## [WRITTEN EXERCISE]
Copy the lines of the listing below word for word, starting at the line that contains "Verify for me: does any purple" and ending at the line that contains "xmin=81 ymin=28 xmax=494 ymax=473", including both of those lines. Leave out the pictures.

## [RECORDED DATA]
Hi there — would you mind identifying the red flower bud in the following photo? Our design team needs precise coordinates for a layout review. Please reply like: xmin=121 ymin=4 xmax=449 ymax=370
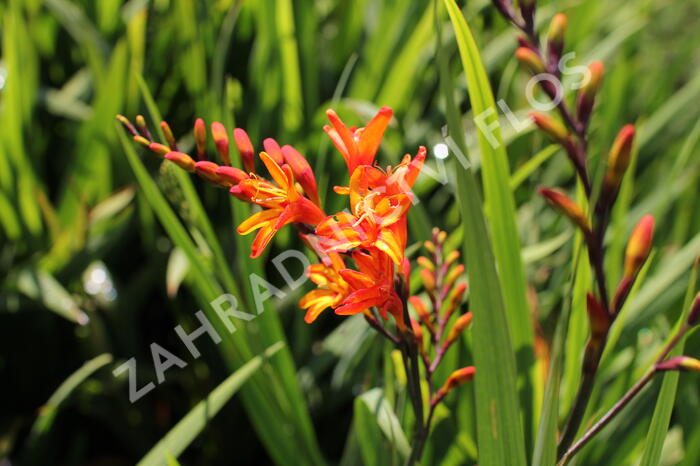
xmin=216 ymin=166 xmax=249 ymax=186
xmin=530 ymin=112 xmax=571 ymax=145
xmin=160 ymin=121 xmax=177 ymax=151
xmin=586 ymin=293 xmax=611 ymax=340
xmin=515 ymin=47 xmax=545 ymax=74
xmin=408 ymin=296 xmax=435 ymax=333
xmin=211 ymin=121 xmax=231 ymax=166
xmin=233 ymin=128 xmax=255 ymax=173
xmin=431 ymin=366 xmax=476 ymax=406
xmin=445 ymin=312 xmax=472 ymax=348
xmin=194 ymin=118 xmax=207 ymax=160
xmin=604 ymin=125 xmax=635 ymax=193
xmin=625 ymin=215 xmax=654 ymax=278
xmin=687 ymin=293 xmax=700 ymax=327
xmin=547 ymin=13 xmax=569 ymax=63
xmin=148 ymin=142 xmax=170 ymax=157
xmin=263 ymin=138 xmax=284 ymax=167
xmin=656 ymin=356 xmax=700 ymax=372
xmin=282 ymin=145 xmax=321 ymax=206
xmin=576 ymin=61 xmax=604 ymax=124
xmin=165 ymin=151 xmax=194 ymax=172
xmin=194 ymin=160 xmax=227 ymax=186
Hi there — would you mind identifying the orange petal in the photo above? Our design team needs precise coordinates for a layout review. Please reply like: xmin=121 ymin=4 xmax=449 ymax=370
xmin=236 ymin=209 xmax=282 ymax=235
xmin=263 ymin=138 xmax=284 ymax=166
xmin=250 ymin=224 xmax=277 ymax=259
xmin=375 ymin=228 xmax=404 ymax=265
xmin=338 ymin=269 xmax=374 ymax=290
--
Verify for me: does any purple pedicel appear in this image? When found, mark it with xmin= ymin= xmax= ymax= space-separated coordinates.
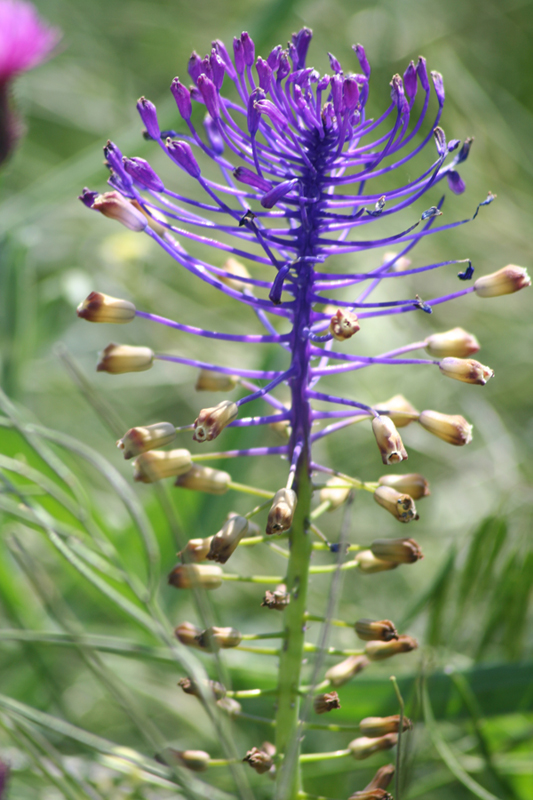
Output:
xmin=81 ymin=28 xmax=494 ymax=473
...
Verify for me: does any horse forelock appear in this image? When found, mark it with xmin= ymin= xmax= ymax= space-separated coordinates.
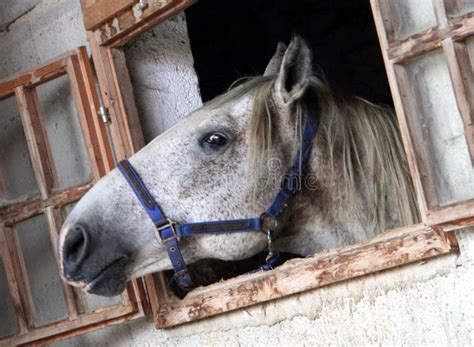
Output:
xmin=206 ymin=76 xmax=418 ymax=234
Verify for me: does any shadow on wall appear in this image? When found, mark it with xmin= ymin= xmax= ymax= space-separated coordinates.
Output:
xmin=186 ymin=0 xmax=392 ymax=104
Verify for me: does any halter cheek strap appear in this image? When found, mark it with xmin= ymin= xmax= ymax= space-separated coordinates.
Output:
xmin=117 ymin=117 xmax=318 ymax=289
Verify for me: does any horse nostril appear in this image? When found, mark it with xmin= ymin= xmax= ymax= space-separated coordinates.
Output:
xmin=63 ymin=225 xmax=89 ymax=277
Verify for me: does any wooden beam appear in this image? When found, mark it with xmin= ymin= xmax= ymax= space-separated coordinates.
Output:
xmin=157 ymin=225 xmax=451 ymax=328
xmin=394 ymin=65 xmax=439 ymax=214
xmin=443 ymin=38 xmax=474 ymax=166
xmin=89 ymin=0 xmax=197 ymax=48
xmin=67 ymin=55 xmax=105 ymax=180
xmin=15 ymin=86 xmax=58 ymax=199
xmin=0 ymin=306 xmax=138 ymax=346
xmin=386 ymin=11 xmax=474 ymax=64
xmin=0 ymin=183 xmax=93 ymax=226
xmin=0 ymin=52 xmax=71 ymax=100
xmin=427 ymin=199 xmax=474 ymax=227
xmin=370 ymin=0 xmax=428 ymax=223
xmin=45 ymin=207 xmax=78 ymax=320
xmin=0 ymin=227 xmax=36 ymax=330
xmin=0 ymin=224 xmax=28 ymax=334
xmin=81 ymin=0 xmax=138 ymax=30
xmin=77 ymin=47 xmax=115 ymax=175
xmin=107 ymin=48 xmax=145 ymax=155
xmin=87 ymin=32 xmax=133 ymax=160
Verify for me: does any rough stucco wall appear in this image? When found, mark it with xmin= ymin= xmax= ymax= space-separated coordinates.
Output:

## [FULL ANSWER]
Verify for me: does any purple pedicel appear in this image? When found, mark it with xmin= ymin= xmax= ymax= space-separated coordinates.
Output:
xmin=81 ymin=28 xmax=494 ymax=473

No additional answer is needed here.